Dataset excerpts>
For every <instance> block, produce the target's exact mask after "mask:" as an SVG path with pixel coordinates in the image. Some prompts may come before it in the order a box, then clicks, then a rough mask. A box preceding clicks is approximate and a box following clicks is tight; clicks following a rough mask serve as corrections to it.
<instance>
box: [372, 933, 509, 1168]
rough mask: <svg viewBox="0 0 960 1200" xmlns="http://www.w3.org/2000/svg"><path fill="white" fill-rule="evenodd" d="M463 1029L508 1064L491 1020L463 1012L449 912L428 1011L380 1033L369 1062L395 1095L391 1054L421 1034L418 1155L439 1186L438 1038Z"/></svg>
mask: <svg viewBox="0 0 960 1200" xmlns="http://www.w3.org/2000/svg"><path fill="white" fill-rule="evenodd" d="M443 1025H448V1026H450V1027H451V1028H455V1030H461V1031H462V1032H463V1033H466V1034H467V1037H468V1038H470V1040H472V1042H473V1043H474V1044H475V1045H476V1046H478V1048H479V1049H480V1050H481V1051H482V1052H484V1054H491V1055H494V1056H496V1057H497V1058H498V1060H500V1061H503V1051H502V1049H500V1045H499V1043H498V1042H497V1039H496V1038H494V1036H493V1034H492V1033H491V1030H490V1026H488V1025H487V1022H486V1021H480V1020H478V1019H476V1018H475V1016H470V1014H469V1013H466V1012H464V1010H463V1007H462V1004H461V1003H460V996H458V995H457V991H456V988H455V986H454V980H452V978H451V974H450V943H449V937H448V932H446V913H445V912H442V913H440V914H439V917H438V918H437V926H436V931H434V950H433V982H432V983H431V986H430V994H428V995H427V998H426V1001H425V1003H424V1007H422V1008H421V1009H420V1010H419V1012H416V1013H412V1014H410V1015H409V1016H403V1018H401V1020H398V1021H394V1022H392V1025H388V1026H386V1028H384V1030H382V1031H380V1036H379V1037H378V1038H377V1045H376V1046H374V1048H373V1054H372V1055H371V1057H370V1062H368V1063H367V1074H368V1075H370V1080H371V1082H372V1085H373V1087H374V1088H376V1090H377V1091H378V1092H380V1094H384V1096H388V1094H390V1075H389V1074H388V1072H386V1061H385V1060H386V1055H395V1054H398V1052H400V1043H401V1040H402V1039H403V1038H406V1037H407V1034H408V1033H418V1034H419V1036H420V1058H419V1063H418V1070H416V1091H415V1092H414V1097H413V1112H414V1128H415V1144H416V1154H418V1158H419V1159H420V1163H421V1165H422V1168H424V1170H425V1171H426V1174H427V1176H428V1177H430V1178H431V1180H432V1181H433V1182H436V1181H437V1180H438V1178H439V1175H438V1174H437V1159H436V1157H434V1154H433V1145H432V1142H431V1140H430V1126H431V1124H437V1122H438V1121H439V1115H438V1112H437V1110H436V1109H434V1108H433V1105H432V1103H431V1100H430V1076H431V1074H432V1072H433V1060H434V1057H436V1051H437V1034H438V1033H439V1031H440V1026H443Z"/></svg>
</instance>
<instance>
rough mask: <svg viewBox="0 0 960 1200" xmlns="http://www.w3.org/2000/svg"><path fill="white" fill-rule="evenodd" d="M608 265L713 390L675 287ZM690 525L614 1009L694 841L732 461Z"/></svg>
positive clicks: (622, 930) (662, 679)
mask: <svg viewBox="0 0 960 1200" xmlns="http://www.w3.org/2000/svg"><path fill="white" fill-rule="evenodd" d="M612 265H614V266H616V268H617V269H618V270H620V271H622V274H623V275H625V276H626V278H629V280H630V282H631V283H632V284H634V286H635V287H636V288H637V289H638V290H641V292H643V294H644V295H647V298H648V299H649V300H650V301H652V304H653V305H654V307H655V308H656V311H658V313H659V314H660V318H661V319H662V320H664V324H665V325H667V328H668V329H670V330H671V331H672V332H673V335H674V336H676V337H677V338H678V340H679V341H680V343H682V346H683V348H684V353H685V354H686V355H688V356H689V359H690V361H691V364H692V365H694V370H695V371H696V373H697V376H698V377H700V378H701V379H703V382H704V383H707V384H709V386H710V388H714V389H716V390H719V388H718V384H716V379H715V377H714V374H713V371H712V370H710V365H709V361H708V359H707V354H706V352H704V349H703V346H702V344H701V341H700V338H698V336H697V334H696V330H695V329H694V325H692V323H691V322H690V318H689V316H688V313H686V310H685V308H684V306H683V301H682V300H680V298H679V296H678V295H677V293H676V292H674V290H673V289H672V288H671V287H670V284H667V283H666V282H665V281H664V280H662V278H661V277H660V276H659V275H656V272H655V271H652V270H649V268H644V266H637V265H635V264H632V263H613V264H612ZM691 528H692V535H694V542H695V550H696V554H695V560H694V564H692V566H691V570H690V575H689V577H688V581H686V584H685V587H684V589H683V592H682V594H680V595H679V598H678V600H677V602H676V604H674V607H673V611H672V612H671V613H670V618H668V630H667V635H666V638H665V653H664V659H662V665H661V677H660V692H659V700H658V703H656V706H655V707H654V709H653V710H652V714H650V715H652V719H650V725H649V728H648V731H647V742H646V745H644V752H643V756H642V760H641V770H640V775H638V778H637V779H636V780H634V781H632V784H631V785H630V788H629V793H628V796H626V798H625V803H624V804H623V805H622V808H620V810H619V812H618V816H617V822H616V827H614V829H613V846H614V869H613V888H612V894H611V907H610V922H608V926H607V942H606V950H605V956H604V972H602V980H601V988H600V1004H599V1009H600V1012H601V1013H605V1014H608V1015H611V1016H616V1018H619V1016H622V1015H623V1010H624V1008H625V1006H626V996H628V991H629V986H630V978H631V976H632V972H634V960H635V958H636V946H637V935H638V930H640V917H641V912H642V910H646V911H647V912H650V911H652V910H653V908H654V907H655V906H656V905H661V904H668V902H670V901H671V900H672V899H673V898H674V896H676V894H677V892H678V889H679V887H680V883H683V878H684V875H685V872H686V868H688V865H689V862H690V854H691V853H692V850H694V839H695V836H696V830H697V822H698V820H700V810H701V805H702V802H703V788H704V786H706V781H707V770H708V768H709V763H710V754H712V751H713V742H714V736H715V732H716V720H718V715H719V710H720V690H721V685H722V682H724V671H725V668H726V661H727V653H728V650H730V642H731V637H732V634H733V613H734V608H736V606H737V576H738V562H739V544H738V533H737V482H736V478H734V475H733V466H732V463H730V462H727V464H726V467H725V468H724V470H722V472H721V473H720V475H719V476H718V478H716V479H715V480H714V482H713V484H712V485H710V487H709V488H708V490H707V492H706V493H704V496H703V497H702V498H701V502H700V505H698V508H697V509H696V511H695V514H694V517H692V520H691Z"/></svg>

Exercise objective> Only the lines that contain the string "instance" should be copied from the entries above.

Task answer>
For every <instance> block, produce the target's exact mask after "mask:" as an SVG path with pixel coordinates in the image. Some prompts may come before it in the order a box, then clicks, then a rough mask. A box preceding clicks is approximate and a box following clicks is tight; clicks following a rough mask serve as corrections to it.
<instance>
</instance>
<instance>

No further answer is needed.